Auszüge aus Daten zur Ortsmarkierung:
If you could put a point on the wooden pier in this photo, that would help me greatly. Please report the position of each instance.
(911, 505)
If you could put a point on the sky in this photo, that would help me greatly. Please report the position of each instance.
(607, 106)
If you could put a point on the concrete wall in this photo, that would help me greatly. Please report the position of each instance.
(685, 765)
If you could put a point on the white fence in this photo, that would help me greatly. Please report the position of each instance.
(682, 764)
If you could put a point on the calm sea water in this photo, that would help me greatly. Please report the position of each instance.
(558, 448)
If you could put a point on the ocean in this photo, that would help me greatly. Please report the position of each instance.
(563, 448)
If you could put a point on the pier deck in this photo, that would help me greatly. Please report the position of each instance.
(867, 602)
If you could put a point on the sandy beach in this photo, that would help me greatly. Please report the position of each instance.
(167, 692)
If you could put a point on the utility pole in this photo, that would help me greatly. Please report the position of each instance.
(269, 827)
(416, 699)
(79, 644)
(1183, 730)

Deine Aufgabe: Gib bitte alle Zeilen oben noch einmal wieder und ersetze darin „that would help me greatly“ durch „that would be very helpful“. Alles andere bleibt unverändert.

Fertige Lösung:
If you could put a point on the wooden pier in this photo, that would be very helpful. Please report the position of each instance.
(911, 505)
If you could put a point on the sky in this photo, that would be very helpful. Please report the position of each instance.
(607, 106)
If you could put a point on the concrete wall in this photo, that would be very helpful. Please report the position of each instance.
(685, 765)
If you could put a point on the white fence in this photo, that would be very helpful. Please report the position of each instance.
(682, 764)
If you could put a point on the calm sea water in this photo, that would be very helpful. Please report the position of each instance.
(558, 448)
If you could put a point on the ocean in this photo, that would be very helpful. Please report the position of each instance.
(563, 448)
If you could put a point on the pier deck in this photo, that would be very helpful. Please report the position of each instance.
(867, 602)
If you could put a point on the sandy beach in this photo, that would be very helpful. Please report the position of each instance.
(167, 692)
If you could put a point on the utility pole in this photo, that would be very helpful. Please report the position of each instance.
(269, 827)
(416, 699)
(79, 644)
(1183, 730)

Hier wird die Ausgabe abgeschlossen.